QARTOD - NetCDF Examples

This notebook provides examples of running QARTOD on a netCDF file. For background, see XarrayStream and CFNetCDFStore in the docs.

There are multiple ways that you can integrate ioos_qc into your netcdf-based workflow.

Option A: Store test configurations externally, pass your configuration and netcdf file to ioos_qc, and manually update netcdf variables with results of the test * In this case, you extract variables from the netcdf file, use ioos_qc methods to run tests, and then manually update the netcdf file with results * This provides the most control, but doesn’t take advantage of shared code in the ioos_qc library * It’s up to you to ensure your resulting netcdf is self-describing and CF-compliant

Option B: Store test configurations externally, then pass your configuration and netcdf file to ioos_qc, and let it run tests and update the file with results * This takes advantage of ioos_qc code to store results and configuration in the netCDF file, and ensure a self-describing, CF-compliant file * Managing your test configurations outside the file is better when dealing with a large number of datasets/configurations

Option C: Store test configurations in your netcdf file, then pass that file to ioos_qc and let it run tests and update the file with results * You only need to add test configurations to the file one time, and after that you could run tests over and over again on the same file * This option is the most portable, since the data, configuration, and results are all in one place * The downside is, test configuration management is difficult since it’s stored in the file instead of some common external location

Setup

[1]:
from bokeh.plotting import output_notebook

output_notebook()
Loading BokehJS ...

━━━━━━━━━━━━━━━━

Write out the entire QARTOD netCDF examples page above, word for word.

━━━━━━━━━━━━━━━━

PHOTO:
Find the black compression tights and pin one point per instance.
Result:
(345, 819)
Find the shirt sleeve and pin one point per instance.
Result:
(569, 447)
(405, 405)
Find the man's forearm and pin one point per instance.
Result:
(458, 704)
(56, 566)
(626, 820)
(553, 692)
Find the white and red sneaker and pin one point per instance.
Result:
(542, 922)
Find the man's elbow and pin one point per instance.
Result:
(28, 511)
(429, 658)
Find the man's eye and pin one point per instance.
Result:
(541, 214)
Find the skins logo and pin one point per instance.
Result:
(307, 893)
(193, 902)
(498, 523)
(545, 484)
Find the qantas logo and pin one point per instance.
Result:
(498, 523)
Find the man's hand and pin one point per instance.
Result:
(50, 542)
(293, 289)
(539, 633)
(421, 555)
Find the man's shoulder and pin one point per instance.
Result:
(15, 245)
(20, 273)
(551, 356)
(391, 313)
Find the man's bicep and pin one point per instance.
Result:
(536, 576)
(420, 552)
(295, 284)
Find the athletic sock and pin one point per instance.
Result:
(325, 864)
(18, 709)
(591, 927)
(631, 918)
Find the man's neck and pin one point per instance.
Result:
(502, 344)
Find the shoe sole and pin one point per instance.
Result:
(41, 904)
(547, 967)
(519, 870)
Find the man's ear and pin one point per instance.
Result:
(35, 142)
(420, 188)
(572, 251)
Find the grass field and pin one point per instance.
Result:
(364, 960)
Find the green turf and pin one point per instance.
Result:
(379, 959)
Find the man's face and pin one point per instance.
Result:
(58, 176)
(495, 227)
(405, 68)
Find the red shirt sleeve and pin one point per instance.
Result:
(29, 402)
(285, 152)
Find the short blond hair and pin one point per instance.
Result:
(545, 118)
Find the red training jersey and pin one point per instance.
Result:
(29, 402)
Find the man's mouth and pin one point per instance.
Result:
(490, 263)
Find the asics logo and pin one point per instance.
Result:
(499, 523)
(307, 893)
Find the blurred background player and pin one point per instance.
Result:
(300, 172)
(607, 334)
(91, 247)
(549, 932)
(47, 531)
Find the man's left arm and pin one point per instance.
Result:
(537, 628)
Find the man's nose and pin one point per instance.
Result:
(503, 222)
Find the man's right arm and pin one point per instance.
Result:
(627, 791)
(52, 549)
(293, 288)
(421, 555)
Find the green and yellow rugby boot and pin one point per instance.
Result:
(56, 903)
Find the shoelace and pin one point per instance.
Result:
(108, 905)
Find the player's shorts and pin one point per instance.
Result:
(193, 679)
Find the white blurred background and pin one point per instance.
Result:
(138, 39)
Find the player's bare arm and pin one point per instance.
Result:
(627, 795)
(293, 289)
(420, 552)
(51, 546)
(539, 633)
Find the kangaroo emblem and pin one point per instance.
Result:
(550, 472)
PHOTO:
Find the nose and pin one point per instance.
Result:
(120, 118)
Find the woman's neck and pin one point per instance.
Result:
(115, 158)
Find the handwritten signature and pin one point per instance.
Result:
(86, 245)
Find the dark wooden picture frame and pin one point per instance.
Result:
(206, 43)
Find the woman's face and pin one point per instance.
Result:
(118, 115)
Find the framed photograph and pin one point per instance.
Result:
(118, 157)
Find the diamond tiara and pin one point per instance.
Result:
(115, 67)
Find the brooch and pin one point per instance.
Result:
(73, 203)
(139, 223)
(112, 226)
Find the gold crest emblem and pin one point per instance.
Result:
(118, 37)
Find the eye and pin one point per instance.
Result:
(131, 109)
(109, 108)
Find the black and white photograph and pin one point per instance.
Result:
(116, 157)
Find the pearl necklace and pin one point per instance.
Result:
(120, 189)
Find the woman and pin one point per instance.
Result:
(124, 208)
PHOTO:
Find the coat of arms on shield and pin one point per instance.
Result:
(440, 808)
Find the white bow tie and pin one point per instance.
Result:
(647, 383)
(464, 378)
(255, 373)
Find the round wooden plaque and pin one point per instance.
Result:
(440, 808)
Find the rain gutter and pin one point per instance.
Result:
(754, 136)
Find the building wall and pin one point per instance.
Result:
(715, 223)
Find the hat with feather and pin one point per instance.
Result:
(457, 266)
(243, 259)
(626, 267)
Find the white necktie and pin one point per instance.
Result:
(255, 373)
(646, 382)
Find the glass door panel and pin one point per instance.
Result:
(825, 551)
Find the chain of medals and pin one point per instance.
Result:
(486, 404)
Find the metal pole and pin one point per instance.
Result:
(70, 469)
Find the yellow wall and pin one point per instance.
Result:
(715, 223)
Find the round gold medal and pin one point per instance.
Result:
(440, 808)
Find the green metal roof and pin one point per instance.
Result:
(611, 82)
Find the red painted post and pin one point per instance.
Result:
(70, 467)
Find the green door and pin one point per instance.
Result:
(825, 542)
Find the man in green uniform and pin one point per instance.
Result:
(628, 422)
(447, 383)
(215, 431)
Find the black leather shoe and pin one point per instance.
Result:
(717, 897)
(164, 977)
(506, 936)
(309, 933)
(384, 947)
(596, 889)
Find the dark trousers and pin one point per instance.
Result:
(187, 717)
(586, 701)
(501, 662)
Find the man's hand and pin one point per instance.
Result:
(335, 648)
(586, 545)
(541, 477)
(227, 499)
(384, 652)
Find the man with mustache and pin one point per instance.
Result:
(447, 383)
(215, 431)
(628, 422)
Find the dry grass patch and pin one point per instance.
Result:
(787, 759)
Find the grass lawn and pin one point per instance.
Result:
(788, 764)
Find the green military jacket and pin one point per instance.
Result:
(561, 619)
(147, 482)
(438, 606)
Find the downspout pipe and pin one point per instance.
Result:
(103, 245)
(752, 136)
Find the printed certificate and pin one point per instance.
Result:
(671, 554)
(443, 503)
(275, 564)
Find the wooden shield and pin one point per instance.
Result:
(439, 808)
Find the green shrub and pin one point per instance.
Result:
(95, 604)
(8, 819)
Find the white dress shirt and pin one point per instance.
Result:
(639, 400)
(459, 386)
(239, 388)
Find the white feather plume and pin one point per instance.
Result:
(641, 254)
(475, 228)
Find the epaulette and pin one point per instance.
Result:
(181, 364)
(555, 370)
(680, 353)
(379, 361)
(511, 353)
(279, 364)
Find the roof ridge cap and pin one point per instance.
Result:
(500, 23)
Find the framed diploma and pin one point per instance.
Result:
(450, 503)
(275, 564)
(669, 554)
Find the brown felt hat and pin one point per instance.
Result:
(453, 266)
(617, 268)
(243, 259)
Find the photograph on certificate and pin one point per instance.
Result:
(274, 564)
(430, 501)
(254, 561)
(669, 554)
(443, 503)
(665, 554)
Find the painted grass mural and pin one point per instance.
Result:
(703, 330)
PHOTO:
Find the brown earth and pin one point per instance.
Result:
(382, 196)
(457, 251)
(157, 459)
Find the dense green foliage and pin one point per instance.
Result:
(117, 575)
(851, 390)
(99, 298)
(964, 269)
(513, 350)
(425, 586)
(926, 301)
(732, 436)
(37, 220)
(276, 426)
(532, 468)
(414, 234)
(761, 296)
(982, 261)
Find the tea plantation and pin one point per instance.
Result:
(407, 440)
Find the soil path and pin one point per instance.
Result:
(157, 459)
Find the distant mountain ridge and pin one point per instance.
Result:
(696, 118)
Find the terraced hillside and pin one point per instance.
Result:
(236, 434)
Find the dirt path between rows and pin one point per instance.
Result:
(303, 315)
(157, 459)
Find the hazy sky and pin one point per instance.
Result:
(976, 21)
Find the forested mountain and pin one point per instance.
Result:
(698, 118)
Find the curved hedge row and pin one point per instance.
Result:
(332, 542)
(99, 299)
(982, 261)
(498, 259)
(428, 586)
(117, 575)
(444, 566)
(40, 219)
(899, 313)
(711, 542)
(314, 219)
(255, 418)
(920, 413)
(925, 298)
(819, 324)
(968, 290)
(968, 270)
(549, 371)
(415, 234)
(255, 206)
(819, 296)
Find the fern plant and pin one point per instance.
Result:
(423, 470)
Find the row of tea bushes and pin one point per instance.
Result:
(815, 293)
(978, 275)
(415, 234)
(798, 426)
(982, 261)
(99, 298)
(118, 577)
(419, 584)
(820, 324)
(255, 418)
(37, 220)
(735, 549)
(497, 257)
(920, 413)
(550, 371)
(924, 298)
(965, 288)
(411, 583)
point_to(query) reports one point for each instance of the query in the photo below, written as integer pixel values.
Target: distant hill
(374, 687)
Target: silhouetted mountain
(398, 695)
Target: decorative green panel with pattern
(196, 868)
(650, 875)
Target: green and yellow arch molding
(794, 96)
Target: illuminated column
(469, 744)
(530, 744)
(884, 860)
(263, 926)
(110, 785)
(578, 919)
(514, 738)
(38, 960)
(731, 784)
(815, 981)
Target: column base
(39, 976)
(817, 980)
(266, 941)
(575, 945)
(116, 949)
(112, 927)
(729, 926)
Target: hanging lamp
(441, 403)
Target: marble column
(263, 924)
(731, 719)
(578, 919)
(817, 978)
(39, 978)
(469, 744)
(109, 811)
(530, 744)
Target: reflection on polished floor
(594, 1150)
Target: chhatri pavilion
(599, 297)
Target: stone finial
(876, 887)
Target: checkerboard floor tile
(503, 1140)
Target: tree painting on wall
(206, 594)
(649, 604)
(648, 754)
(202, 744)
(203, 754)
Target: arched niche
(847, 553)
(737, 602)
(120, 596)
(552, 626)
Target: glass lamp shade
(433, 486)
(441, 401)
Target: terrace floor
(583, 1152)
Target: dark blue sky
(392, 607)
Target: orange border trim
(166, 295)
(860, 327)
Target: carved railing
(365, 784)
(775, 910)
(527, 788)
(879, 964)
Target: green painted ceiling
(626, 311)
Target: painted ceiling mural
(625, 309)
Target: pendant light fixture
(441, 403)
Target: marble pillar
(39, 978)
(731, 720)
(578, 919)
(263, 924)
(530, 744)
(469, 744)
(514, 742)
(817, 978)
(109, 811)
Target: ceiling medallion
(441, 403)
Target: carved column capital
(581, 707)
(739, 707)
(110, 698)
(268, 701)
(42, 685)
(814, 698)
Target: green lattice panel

━━━━━━━━━━━━━━━━

> [IN RESPONSE]:
QARTOD - NetCDF Examples

This notebook provides examples of running QARTOD on a netCDF file. For background, see XarrayStream and CFNetCDFStore in the docs.

There are multiple ways that you can integrate ioos_qc into your netcdf-based workflow.

Option A: Store test configurations externally, pass your configuration and netcdf file to ioos_qc, and manually update netcdf variables with results of the test * In this case, you extract variables from the netcdf file, use ioos_qc methods to run tests, and then manually update the netcdf file with results * This provides the most control, but doesn’t take advantage of shared code in the ioos_qc library * It’s up to you to ensure your resulting netcdf is self-describing and CF-compliant

Option B: Store test configurations externally, then pass your configuration and netcdf file to ioos_qc, and let it run tests and update the file with results * This takes advantage of ioos_qc code to store results and configuration in the netCDF file, and ensure a self-describing, CF-compliant file * Managing your test configurations outside the file is better when dealing with a large number of datasets/configurations

Option C: Store test configurations in your netcdf file, then pass that file to ioos_qc and let it run tests and update the file with results * You only need to add test configurations to the file one time, and after that you could run tests over and over again on the same file * This option is the most portable, since the data, configuration, and results are all in one place * The downside is, test configuration management is difficult since it’s stored in the file instead of some common external location

Setup

[1]:
from bokeh.plotting import output_notebook

output_notebook()
Loading BokehJS ...